• [What the task requires] Show each line in the records below that contains the word "photo".

• [Information supplied]

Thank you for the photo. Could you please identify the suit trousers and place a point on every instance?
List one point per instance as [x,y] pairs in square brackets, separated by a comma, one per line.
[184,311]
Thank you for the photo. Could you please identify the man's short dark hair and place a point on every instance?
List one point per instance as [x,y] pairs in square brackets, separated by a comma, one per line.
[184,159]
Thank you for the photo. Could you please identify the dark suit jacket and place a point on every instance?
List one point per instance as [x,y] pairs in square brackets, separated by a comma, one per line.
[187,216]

--

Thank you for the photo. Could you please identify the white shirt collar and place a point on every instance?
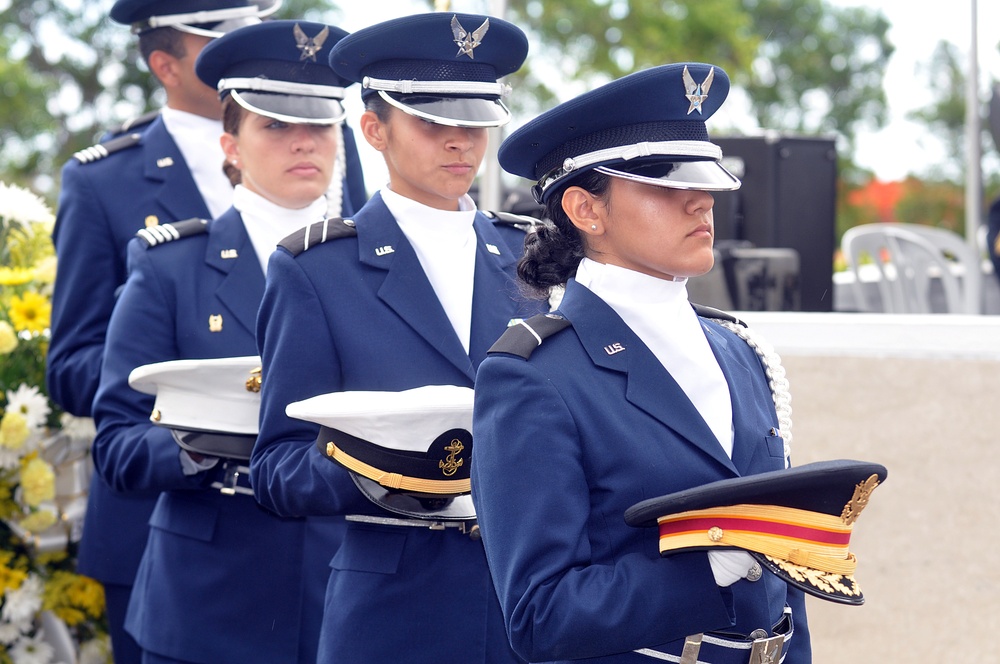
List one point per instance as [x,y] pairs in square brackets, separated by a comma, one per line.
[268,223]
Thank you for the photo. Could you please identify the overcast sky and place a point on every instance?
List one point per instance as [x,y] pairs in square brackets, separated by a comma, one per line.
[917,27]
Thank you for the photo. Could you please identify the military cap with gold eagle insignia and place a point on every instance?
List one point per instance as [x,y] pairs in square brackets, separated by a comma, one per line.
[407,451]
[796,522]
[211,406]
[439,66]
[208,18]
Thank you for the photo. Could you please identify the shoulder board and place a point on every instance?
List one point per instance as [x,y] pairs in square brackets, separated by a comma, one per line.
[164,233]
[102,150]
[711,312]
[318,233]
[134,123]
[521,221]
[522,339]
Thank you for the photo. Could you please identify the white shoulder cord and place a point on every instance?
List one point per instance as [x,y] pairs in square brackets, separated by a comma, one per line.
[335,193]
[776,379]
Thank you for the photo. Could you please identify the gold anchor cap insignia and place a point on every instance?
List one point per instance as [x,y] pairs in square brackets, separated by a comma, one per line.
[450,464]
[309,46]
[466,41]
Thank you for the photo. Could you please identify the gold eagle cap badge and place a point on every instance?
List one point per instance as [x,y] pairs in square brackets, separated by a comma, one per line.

• [Result of the task]
Thank you for the photo. Could you please identify the suit trousers and place a point on every instance?
Thank you for the photo. Could you please identify the man's short dark hair and place a point on every instance?
Thank you for the photo. Could you please identify the dark suit jacket and place a point on every instance?
Thank you for the photo. Could you please identify the white shirt collar and place a point on every instance?
Thank you for the photo. Could you please identify the overcast sky and place a point on every instance?
Thank you for the photo. Could you please identify the military cap with gold eagle insignia and place a point on every instance?
Thank you for the photo. Could you please identify the shoulder board and place a point on every instance?
Thank you for the photo. Could you please identify the white shoulder cord and place a point on every instance?
Thank you for the photo. Could you please identify the gold anchor cap insignia and place a point on every instance?
Thank you for the photo. Could you please identify the gold eagle cap badge and place a point on every instance?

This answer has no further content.